### MATERIAL FOR THE TASK ###

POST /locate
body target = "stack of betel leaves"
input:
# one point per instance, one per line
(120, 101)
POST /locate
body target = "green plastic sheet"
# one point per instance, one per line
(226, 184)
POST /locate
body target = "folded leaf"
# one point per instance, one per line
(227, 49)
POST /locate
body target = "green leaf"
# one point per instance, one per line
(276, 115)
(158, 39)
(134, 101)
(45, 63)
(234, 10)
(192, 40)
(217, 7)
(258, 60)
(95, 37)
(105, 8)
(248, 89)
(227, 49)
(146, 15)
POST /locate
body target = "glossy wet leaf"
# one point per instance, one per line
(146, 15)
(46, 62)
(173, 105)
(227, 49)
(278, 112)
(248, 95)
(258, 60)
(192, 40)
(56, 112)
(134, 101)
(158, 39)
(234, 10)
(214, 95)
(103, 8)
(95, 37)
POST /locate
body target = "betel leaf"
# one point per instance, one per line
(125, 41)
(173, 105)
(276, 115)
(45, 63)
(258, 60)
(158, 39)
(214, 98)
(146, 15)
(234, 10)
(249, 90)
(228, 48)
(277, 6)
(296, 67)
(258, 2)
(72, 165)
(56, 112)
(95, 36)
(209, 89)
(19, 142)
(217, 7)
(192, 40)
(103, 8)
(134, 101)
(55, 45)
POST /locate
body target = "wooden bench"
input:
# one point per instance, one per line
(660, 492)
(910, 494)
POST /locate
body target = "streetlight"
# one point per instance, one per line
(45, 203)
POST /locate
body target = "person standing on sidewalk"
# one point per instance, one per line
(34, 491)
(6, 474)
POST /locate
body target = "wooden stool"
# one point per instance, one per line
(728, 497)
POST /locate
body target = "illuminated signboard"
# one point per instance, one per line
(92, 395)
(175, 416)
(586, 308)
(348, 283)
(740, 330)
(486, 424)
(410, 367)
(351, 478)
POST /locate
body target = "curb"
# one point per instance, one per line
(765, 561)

###

#### WHAT THIS TASK INVOLVES:
Every line in the data that holds "leaf" should be copied out.

#### EXERCISE SOLUTION:
body target = "folded leaf"
body target = "green leaf"
body target = "glossy wet leaf"
body target = "betel leaf"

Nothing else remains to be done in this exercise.